- Data for review
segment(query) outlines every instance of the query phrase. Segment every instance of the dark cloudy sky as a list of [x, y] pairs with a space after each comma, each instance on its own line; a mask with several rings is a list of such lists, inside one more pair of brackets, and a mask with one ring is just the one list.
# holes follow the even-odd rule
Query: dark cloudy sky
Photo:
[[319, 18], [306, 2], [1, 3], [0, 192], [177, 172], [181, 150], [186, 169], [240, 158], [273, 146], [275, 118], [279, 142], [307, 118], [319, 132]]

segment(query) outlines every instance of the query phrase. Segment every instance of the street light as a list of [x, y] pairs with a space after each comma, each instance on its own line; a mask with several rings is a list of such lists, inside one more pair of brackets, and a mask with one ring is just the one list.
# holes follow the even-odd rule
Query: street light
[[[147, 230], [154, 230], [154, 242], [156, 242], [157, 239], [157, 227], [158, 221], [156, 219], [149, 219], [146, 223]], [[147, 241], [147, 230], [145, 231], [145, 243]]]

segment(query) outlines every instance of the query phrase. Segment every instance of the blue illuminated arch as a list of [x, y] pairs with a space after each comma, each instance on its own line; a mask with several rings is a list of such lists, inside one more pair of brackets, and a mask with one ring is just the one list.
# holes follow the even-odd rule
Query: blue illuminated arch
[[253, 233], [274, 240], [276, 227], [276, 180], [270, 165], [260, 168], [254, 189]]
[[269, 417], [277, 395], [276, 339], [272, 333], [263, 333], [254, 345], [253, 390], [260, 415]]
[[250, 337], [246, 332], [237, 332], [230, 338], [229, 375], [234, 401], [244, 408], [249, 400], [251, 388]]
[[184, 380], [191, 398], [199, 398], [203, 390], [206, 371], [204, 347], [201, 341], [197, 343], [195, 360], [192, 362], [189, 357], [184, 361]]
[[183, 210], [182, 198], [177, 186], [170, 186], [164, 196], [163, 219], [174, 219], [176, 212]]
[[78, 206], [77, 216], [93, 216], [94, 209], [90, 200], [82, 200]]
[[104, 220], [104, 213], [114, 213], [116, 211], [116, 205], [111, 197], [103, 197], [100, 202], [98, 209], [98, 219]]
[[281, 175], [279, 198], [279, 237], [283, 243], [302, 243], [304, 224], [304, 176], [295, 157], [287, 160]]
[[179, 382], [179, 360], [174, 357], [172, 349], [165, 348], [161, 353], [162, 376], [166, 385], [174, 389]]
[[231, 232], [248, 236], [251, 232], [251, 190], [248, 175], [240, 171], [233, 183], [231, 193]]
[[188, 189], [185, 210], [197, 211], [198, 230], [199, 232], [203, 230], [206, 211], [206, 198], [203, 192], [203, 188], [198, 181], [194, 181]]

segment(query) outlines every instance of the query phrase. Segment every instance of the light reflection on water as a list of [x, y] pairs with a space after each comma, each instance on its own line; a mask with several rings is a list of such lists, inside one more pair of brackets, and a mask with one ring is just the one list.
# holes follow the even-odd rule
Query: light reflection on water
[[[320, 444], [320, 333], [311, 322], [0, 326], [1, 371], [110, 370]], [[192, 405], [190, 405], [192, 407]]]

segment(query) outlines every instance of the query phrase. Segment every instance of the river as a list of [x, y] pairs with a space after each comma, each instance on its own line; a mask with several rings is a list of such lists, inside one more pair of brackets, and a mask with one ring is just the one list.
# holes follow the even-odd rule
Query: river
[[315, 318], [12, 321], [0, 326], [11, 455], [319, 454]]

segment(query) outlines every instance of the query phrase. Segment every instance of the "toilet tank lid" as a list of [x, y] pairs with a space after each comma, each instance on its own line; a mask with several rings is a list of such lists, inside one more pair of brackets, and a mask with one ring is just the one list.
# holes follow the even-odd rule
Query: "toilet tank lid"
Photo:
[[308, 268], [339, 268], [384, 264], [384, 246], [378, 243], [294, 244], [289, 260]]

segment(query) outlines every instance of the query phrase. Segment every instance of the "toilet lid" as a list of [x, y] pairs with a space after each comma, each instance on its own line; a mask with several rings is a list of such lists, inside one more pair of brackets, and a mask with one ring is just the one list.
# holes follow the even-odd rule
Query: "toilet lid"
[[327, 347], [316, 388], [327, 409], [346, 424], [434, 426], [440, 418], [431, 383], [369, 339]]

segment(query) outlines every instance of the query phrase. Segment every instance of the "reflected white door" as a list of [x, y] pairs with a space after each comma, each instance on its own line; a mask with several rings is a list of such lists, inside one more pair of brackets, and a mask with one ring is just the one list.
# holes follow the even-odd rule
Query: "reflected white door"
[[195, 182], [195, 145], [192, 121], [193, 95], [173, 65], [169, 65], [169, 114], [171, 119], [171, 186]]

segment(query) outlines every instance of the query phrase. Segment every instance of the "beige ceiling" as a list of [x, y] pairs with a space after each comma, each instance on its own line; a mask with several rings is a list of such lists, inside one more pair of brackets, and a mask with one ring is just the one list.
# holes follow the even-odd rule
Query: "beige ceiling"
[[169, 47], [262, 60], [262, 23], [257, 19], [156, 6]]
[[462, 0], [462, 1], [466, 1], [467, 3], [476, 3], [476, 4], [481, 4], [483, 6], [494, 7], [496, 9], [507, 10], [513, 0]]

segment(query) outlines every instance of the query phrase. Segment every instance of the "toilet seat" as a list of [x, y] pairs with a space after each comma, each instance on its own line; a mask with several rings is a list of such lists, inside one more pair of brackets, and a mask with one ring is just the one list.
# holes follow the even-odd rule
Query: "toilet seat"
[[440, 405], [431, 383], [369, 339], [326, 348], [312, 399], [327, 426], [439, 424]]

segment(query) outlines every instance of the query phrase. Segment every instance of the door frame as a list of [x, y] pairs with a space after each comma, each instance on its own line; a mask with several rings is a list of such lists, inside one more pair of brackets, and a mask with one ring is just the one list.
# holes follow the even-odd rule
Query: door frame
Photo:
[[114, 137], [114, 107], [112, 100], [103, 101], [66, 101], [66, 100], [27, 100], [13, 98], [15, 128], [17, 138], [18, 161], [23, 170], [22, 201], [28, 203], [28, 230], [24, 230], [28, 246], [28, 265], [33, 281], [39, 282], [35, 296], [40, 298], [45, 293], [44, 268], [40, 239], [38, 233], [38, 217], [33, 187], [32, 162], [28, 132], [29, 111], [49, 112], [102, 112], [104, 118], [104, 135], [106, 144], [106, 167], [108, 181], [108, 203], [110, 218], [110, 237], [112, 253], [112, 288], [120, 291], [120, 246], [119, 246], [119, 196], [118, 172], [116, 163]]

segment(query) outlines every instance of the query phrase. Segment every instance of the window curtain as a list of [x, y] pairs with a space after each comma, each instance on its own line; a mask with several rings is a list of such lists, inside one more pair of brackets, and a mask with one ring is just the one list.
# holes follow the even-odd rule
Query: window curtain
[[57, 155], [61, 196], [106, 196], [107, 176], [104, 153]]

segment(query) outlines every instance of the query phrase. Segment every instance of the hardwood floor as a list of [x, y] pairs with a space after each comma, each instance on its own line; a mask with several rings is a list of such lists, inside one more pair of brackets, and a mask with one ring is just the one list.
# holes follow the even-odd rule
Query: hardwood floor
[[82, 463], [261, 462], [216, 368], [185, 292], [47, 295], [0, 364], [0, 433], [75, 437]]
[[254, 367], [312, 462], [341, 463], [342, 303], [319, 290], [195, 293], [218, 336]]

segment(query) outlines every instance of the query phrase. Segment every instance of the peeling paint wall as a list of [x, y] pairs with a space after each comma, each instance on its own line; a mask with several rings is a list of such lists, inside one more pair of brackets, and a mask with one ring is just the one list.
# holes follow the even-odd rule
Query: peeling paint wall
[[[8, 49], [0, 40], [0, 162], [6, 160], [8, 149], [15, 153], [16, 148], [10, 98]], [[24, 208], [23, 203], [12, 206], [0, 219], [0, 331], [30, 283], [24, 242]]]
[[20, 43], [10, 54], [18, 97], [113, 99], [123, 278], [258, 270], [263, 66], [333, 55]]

- What the task requires
Only the lines from the start of the material through the line containing "of the street" should be repeated, and they should be repeated exactly.

- Written answer
segment(query) outlines every instance of the query phrase. Segment every instance of the dark cloudy sky as a list of [x, y] pairs with a space after each comma, each instance on its own line; a mask with several rings is a list of such lists, inside one more pair of brackets, and a mask with one ring is just the one list.
# holes follow the even-odd rule
Query: dark cloudy sky
Photo:
[[319, 18], [306, 2], [1, 3], [0, 192], [177, 172], [181, 150], [186, 169], [240, 158], [273, 146], [275, 118], [279, 142], [307, 118], [319, 132]]

segment(query) outlines every instance of the query phrase. Segment every instance of the street light as a list of [x, y] pairs with a space after each comma, each instance on its own line; a mask with several rings is a list of such lists, inside one more pair of brackets, and a mask with one ring is just the one list.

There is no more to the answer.